**What is expected**: Can you give all the records again without altering a single character?

====

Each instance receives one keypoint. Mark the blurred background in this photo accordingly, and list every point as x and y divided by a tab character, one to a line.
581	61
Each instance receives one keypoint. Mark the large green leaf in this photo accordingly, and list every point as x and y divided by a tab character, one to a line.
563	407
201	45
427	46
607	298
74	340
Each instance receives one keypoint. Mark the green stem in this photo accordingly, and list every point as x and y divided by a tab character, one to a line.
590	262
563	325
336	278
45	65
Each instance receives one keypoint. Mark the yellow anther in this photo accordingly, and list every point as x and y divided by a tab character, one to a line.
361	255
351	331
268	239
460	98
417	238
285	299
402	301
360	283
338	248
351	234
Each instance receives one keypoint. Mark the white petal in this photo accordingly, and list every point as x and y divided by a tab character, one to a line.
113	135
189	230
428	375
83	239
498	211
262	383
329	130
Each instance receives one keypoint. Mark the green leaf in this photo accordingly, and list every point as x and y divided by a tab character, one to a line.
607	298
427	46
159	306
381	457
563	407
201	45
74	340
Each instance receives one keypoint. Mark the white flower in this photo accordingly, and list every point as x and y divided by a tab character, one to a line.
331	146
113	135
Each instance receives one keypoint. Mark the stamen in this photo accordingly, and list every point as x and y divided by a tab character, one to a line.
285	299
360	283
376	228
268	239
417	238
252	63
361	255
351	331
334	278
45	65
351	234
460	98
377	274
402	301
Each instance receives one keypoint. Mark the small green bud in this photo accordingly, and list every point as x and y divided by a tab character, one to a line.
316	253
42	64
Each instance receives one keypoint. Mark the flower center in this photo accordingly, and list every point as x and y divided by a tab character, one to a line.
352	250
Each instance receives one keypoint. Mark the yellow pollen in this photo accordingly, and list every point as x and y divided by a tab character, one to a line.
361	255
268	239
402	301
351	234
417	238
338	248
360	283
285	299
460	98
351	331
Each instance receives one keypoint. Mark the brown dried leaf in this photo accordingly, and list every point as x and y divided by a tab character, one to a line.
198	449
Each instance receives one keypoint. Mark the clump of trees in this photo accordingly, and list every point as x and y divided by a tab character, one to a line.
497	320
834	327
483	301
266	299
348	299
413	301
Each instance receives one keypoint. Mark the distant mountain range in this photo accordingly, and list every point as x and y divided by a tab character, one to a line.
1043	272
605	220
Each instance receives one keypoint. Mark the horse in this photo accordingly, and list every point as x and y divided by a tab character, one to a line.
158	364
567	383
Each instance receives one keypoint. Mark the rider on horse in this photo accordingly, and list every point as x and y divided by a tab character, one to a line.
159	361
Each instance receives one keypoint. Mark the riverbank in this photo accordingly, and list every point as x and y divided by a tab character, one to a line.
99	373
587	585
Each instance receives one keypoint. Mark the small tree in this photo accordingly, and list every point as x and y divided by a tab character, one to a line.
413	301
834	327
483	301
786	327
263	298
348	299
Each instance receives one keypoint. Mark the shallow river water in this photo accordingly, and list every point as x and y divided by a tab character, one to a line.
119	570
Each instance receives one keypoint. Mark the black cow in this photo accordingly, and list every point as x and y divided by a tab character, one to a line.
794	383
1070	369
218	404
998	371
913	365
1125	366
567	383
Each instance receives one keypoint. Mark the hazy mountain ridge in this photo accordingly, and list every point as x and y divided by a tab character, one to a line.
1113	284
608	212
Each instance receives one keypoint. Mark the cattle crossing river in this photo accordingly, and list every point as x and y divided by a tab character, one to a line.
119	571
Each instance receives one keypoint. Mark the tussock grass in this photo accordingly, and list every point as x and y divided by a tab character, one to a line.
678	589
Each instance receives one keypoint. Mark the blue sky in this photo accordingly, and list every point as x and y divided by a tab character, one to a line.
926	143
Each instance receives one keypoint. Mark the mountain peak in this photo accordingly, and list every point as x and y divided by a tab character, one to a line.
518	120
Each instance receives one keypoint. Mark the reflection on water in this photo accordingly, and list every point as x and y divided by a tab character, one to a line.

====

**Solution for this task**:
Each instance receives one keypoint. Mark the blurred background in this photo accordingly, and list every point as x and y divided by a tab character, one to a line.
581	61
Each instance receives one keypoint. Mark the large green leaf in this photo accordingly, and list every point as x and y divided by a tab character, one to a line.
563	407
201	45
427	46
607	298
74	340
Each instance receives one keypoint. Mark the green stem in this photo accordingly, and list every point as x and y divided by a tab character, one to a line.
590	262
563	325
336	278
45	65
Each instance receives one keypoint. Mark the yellow anther in this photo accordingly, and list every point as x and y divided by a tab character, one to a line.
361	255
351	331
268	239
460	98
417	238
285	299
402	301
360	283
338	248
351	234
Each instance receives one keypoint. Mark the white petal in this photo accordingly, and list every point as x and y divided by a tab character, one to a line.
113	135
189	230
428	375
83	239
498	211
262	383
329	130
Each instance receives one keypoint. Mark the green leaf in this photo accordingly, and list every point as x and y divided by a tab character, one to a line.
607	298
427	46
159	306
381	457
563	407
201	45
74	340
Each instance receives one keypoint. Mark the white flower in this photo accordingly, and list every point as x and y divided by a tab character, one to a line.
331	146
113	135
Each instance receives one keypoint. Mark the stamen in this photo accordingly, and list every point as x and y divided by a tab character, one to a line.
285	299
360	283
376	228
268	239
417	238
252	63
361	255
351	331
334	278
45	65
351	234
460	98
377	274
402	301
Each instance receives one keypoint. Mark the small green bud in this photo accordingly, and list every point as x and y divided by a tab character, one to a line.
316	253
42	64
Each instance receives one keypoint. Mark the flower center in this photo accordingly, and list every point as x and y divided by a tab character, one to a line.
352	250
Each instance receives one keypoint. Mark the yellow pollen in this photo accordingly, and list every point as x and y divided by a tab character, one to a line.
361	255
268	239
402	301
351	234
417	238
338	248
360	283
285	299
460	98
351	331
Each instance receives one keypoint. Mark the brown dried leaf in this photo accordingly, and list every point as x and y divided by a tab character, one to a line.
198	449
Each instance receives one keypoint. Mark the clump of trees in this photo accordingly, and list every point as x and y divided by a tab character, one to a line.
497	320
834	327
483	301
266	299
348	299
413	301
Each instance receives one keypoint. Mark the distant mountain range in this photo accordingly, and list every point as x and y divided by a tab character, one to a line.
1043	272
605	220
Each instance receives one keypoint. Mark the horse in this photo accordingly, and list every point as x and y divided by a tab character, one to a line.
158	364
567	383
Each instance receives one keypoint. Mark the rider on horse in this photo accordingly, and list every point as x and y divided by a tab character, one to a line.
159	361
Each instance receives one keypoint. Mark the riverbank in this photo accordingly, and list every point as x and y divided by a tab character, one to a line.
99	373
587	585
Each instance receives one keypoint. Mark the small tree in this photo accordingly, and list every point as x and y divided by a tab character, one to a line.
413	301
834	327
483	301
786	327
263	298
348	299
Each instance receives one keypoint. Mark the shallow river water in this photo accordingly, and list every point as x and y divided by a tab character, one to a line.
119	570
Each instance receives one keypoint. Mark the black cow in this photo accordingly, and list every point as x and y divided by a tab character, one to a line.
794	383
1070	369
218	404
998	371
913	365
1125	366
567	383
Each instance receives one keypoint. Mark the hazy mountain ridge in this photo accordingly, and list every point as x and y divided by a tab character, one to a line.
1113	284
608	212
Each instance receives one keypoint. Mark the cattle crossing river in this photo accordingly, and list every point as x and y divided by a tab character, one to a line.
119	571
Each instance receives one keypoint. Mark the tussock grass in this photo accordingly, and list every point as x and y divided by a tab character, one to a line.
678	589
Each instance receives one keypoint. Mark the blue sky in this photo accordingly, and list every point as x and y divided by a tab character, one to a line.
926	143
Each instance receives one keypoint. Mark the mountain peak in this photo accordingly, and list every point as x and y divided by a tab character, one to a line.
518	120
Each instance receives one keypoint. Mark the reflection on water in this photo accordingly, and list every point as x and y divided by a tab character, one to a line.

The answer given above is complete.